EXERCISE 1:
According to the market commentary, which index outperformed the major domestic stock indexes year-to-date through the end of April?
EXERCISE 2:
Please explain in one to three sentences why, according to the market commentary, its list of 2014 anxieties may sound familiar.

TEXT FOR ANALYSIS:
******************************

While economic anxiety has hit the market prior to the often bearish summer months, we continue to concentrate on matters less publicized: a shift in equity market leadership in favor of quality driven by rising interest rates.
A familiar old adage has it that one of the best ways to preserve capital in the stock market is to, "Sell in May and go away." In fact, the recommendation that investors try to avoid the often bearish months of summer and fall may be the oldest market-timing strategy on record.
Regardless of its merits as an investment approach, we've been thinking of this old saying recently in the wake of the market's behavior.
So far in 2014 we have seen a weakened U.S. dollar, ongoing frustration with the slow rate of growth in our economy, GDP still struggling to notch a rate that would signal a truly robust expansion, and global growth slowing.
In addition, the Barclays U.S. Aggregate Bond Index outperformed the major domestic stock indexes year-to-date through the end of April.
If this litany of anxieties sounds familiar, there are good reasons. For example, last May we wrote, "For a fourth year in a row, as the calendar turned from March to April, global growth was called into question, and the markets reacted… Corporations are struggling to generate top-line growth and investors are struggling to find yield."
So 2014 would seem to mark the fifth consecutive year that equity investors have paused to ponder the state of the global economy and its effect on stock market valuations.

******************************

INFORMATION SHOWN:
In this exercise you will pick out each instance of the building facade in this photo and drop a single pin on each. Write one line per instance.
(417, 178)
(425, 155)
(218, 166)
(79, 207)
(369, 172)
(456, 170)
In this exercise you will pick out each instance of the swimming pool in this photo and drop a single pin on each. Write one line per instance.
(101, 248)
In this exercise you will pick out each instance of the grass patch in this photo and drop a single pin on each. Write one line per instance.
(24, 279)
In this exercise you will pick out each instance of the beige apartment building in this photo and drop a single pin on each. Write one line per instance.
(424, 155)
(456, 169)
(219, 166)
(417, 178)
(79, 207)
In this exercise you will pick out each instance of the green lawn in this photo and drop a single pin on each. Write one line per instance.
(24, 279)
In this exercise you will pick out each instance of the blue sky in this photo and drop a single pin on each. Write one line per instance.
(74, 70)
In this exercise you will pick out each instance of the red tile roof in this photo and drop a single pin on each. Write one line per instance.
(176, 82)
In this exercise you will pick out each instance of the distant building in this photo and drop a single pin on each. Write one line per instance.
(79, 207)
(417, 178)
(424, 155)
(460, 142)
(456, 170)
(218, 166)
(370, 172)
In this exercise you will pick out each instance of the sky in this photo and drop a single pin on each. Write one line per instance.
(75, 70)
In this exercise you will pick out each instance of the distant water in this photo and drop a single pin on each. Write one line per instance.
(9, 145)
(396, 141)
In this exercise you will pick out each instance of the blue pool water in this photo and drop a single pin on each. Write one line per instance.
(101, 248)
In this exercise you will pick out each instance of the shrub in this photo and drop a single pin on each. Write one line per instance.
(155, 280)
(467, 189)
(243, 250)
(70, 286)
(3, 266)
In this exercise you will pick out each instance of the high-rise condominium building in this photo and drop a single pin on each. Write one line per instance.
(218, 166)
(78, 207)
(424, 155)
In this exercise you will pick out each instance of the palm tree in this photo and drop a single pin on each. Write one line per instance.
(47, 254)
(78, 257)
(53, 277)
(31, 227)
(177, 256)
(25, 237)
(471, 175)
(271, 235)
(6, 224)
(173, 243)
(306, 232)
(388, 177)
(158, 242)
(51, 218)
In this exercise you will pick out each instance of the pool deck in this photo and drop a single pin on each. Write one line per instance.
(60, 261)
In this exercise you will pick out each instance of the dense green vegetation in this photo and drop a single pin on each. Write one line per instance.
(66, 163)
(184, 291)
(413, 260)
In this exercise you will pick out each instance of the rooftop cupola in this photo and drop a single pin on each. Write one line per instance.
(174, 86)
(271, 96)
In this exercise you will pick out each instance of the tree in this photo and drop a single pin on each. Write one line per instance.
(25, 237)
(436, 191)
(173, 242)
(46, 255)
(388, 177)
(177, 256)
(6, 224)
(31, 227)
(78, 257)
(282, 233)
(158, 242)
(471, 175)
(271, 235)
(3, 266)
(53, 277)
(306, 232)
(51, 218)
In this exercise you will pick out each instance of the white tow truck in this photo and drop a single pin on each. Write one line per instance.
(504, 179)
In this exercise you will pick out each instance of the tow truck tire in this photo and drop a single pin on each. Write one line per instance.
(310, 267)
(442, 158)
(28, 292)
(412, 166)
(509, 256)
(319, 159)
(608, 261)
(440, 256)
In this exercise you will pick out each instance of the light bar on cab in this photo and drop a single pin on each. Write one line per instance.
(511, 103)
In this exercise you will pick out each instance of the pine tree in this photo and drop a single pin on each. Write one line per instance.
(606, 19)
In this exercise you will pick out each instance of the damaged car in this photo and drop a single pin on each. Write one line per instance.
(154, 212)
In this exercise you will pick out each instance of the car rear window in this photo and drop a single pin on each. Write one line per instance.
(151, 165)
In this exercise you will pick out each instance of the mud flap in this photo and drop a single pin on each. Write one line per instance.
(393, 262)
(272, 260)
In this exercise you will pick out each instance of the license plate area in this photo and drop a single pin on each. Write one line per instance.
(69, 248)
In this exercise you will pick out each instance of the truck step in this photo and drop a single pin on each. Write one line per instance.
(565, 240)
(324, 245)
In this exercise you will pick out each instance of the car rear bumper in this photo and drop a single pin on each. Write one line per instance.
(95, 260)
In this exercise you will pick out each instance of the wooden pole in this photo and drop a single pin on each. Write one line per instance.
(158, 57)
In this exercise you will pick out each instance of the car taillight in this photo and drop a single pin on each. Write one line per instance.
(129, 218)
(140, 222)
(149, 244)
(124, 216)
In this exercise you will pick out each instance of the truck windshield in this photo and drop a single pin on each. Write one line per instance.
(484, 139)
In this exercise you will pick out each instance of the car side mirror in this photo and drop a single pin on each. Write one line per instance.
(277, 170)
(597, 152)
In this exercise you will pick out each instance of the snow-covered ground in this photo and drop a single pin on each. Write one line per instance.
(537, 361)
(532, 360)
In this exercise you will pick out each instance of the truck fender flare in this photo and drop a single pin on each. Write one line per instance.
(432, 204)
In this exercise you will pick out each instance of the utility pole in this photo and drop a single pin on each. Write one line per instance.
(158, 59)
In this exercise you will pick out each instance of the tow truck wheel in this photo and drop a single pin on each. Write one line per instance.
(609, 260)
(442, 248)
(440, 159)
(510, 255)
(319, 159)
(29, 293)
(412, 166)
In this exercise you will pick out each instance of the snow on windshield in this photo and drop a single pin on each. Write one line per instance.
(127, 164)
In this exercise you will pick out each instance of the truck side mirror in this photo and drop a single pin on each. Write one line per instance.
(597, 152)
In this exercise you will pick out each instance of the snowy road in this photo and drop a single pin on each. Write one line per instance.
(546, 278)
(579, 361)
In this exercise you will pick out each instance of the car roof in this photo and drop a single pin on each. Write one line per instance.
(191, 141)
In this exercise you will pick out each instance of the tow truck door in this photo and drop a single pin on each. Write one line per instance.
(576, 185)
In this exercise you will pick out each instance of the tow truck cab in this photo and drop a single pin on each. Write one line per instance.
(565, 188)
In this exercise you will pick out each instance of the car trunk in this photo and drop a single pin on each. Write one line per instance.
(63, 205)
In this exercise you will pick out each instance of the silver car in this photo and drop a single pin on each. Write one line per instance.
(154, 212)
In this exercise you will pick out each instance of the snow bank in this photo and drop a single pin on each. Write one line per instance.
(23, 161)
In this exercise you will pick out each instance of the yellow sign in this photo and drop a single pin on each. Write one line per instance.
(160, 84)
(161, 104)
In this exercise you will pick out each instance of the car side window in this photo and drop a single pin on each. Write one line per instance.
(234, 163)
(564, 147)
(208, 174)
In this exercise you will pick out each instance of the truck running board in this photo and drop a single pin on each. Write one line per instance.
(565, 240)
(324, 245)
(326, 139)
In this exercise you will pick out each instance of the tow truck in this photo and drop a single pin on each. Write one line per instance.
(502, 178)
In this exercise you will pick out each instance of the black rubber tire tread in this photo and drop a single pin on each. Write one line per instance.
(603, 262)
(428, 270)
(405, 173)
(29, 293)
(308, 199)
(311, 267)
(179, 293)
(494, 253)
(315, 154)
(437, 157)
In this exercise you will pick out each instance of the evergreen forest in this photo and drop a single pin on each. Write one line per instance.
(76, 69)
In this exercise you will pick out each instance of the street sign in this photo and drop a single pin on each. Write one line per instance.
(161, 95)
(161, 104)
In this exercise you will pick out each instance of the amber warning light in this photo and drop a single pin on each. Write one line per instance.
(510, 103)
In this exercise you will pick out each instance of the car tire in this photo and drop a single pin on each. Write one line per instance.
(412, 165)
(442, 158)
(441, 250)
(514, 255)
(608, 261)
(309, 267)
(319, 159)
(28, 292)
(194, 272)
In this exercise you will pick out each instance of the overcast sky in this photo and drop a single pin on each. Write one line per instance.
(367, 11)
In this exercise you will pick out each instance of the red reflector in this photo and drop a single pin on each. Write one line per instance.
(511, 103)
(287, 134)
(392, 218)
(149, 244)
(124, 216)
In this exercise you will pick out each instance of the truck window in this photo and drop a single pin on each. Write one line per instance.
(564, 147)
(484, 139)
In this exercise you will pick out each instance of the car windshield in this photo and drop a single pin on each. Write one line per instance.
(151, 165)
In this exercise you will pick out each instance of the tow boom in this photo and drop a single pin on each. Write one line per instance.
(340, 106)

******************************

OUTPUT 1:
The Barclays U.S. Aggregate Bond Index.

OUTPUT 2:
The same worries have come up in past years. The previous May, the authors wrote that for a fourth year in a row global growth was called into question as March turned to April, with corporations struggling for top-line growth and investors struggling to find yield. That makes 2014 the fifth consecutive year of equity investors pausing over the global economy's effect on stock valuations.